>> BEGIN Input material
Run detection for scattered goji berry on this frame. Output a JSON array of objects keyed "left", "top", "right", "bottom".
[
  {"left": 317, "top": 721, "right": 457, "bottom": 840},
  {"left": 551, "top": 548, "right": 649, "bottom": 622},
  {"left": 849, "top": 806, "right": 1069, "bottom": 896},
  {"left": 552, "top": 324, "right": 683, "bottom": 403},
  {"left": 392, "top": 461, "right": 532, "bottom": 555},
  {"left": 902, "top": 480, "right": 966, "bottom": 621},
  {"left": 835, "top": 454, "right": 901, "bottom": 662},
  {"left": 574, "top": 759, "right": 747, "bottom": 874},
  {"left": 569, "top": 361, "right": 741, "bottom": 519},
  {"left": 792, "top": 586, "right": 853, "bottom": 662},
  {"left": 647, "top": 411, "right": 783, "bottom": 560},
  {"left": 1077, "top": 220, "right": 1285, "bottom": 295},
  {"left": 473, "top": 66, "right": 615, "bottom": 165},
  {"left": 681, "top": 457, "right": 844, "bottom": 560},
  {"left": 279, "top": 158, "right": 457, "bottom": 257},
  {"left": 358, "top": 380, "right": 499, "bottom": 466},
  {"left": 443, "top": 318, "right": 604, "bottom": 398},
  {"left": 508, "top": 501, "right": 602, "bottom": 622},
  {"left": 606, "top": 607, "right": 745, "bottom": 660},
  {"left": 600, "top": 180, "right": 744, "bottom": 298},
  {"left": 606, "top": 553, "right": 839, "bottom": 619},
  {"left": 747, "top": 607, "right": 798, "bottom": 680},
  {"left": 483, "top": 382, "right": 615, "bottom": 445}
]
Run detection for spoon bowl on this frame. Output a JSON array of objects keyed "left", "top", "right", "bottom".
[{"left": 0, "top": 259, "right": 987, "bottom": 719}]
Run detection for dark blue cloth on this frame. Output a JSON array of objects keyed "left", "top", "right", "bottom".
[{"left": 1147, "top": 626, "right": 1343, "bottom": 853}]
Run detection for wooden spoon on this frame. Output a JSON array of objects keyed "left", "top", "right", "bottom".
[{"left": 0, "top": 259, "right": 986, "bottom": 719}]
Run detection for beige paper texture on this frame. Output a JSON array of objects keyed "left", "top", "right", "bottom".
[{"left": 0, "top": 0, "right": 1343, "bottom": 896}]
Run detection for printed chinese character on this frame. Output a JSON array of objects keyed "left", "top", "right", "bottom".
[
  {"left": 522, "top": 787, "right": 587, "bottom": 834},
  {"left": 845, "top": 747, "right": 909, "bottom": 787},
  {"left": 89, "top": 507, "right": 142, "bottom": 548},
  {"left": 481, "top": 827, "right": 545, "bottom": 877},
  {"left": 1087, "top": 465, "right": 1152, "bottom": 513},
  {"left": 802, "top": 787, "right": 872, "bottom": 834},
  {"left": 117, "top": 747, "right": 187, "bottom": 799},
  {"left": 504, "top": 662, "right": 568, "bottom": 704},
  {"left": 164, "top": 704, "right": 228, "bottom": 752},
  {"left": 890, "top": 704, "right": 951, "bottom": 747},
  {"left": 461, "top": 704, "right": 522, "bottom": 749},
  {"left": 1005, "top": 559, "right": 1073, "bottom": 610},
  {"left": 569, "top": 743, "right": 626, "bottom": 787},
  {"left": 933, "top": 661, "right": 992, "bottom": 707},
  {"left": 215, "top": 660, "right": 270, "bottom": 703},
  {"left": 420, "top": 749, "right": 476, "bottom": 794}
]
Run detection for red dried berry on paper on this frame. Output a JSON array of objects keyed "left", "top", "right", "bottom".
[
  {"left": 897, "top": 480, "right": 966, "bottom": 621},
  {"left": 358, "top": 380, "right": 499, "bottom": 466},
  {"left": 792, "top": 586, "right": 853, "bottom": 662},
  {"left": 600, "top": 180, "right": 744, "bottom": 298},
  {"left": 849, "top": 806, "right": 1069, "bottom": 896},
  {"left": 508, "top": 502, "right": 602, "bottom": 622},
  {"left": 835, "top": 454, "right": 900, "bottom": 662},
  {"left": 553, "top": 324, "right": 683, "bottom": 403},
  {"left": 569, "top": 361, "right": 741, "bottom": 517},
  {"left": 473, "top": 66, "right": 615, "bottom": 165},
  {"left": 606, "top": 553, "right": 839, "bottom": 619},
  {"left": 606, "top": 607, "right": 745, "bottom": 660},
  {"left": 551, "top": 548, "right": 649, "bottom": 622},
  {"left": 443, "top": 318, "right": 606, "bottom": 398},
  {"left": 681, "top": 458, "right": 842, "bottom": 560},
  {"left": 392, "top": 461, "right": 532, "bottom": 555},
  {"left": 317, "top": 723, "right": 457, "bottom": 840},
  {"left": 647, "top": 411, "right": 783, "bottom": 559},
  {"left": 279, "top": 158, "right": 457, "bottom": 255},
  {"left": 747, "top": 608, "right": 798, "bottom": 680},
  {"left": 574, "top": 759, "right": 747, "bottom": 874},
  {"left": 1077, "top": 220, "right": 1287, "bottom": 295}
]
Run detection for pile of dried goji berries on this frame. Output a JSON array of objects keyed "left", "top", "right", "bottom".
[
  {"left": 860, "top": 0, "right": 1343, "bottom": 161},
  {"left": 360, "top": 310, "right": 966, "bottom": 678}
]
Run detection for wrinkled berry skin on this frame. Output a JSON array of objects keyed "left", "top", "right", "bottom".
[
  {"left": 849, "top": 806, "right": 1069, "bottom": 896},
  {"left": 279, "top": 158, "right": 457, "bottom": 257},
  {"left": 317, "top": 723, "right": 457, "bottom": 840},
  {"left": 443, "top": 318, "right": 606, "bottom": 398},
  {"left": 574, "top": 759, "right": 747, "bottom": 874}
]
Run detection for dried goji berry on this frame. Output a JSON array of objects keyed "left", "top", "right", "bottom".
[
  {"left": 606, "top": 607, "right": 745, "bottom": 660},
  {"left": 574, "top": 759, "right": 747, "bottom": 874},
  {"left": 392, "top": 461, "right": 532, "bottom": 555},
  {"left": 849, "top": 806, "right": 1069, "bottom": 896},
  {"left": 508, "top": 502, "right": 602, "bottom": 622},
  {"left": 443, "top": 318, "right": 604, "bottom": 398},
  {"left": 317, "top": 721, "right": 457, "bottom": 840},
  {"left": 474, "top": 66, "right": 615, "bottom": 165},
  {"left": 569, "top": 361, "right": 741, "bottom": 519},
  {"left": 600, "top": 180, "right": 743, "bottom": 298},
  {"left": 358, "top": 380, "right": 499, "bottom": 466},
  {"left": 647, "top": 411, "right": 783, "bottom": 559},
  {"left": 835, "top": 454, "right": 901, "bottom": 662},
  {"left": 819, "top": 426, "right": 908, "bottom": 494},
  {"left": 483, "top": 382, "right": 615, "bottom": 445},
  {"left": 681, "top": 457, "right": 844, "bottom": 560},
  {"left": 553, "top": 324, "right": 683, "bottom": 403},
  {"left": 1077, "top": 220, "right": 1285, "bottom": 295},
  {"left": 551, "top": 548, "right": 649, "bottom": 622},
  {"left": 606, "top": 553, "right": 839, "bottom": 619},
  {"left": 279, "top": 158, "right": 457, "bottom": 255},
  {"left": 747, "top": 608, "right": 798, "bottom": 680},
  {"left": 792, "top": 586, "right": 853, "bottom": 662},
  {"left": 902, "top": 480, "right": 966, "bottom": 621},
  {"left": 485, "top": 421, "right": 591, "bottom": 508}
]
>> END Input material
• What you will do
Count the lines above that contain the string "spoon", treating uppercase and lowercase as distinct, and give only the number.

• Complete output
2